PROBLEM TO SOLVE ::
Print the lines below exactly as written, with none missing.

= Beginning of Section =

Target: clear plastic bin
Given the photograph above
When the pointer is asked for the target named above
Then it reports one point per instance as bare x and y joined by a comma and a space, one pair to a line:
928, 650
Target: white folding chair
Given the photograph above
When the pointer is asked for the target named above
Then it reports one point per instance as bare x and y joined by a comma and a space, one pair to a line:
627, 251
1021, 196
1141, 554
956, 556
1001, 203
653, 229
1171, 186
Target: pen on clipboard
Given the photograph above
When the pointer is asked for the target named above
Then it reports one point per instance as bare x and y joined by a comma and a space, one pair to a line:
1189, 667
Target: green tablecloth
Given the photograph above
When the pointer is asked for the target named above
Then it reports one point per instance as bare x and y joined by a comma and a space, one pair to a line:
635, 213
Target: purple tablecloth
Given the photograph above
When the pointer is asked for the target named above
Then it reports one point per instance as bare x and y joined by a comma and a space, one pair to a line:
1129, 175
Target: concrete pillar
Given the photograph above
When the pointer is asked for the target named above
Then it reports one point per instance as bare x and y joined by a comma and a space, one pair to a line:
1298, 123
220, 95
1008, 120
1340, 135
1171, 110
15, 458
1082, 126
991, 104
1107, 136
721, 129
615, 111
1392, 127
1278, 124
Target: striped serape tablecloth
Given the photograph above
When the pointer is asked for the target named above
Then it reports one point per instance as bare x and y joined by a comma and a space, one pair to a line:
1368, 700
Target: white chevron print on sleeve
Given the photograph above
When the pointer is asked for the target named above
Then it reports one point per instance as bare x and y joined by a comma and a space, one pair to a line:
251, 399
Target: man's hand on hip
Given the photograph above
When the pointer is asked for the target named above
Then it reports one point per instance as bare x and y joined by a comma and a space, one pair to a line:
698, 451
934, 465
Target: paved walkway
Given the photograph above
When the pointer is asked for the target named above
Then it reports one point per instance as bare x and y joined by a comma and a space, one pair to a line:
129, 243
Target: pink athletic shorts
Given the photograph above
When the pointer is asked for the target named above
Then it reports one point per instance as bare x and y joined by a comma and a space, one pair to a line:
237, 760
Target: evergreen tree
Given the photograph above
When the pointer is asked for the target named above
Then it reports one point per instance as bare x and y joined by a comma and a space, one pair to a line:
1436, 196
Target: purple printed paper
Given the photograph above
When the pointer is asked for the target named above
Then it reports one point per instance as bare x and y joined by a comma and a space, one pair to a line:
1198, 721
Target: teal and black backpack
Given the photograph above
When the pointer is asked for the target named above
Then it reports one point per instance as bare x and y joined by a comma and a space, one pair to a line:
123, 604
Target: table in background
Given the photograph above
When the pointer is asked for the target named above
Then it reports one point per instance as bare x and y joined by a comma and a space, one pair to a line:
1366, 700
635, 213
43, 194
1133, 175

= End of Section =

RESPONSE BOX ::
Target: clear plastic bin
Given the photograph above
When the pointer is asked for the target named above
Then it reports one point per instance as bare x and y joined by a comma and a space, one pair to a line:
928, 650
Target: white folding chair
Given the photograph above
When the pointer is asked for the target named above
Then it reports one point per instance as bare x and y joined by a comma and a space, one pair to a line:
627, 251
1021, 196
1141, 554
956, 556
1001, 203
653, 229
1171, 186
Target: pen on clipboard
Given the photograph above
When the pointer is asked for the target named above
Then it reports one point per instance as bare x and y joined by a comma and a space, one pair to a line:
1189, 667
Target: green tablecloth
Given the photograph above
When the pointer is asked for the target named above
Then it reports one point per instance as bare x and y joined by a comma and a space, one pair to a line:
635, 213
Target: purple tablecloth
Given the photograph above
When the pointer is asked for the target named above
Then it reports one point per instance as bare x and y joined by a comma and a space, one pair to a line:
1129, 175
Target: concrete pillar
Given the photograph above
When the pointer is asked for the target named above
Then it reports one point per instance as bare x and y joined by a comma and a space, one pair to a line:
1298, 123
220, 95
1008, 120
1340, 135
1171, 110
15, 458
1082, 126
991, 104
1107, 136
721, 129
615, 111
1392, 127
1278, 124
Target: striped serape tablecloth
Given the photograph above
When the pointer is asked for the target named above
Then it reports one point per instance as bare x and y joined by a comma and a space, one pair to a line:
1368, 700
Target: white chevron print on sleeve
Given the photograph above
When the pointer is asked for the target named above
Then it reports one point per instance as bare x and y joined by a comma and a space, one pair to a line:
251, 399
Target: man's hand on hip
Given the photograph above
When the pointer is asked for the target named above
Then it reports one point per instance as bare x and y joined by a comma and a space, one pair to a line:
698, 451
934, 465
Target: paved walkway
Given the photograph above
When the pointer is asked for the target named above
Then it reports one point per instance as bare x and y joined by a comma and a space, one pair to a line:
129, 243
Target: pink athletic shorts
Given the photograph above
When the pointer is asked for the target named above
Then it reports one point per instance as bare x and y joined by a comma and a space, one pair to a line:
237, 760
Target: evergreen tree
Given the photograph above
When the pointer is asked for the target named above
Then it reports one point per instance as bare x and y joined by a comma and a space, one pair to a line:
1436, 196
Target: purple printed paper
Given the photograph above
When the pointer is asked for the target named above
Then it reports one point per instance as bare x and y joined by a comma and a space, one pair to a line:
1198, 721
Target: teal and black backpack
Given the photograph above
When the pointer is asked for the target named above
Then it reports one point per instance as bare x and y joined by a comma and a space, one pair to a line:
123, 604
Target: table in background
Given the photograph above
When the pointer is asked for the target named above
Then it reports one point per instance as bare x and y joined by a comma and a space, one pair to a line:
1366, 700
635, 213
43, 194
1133, 175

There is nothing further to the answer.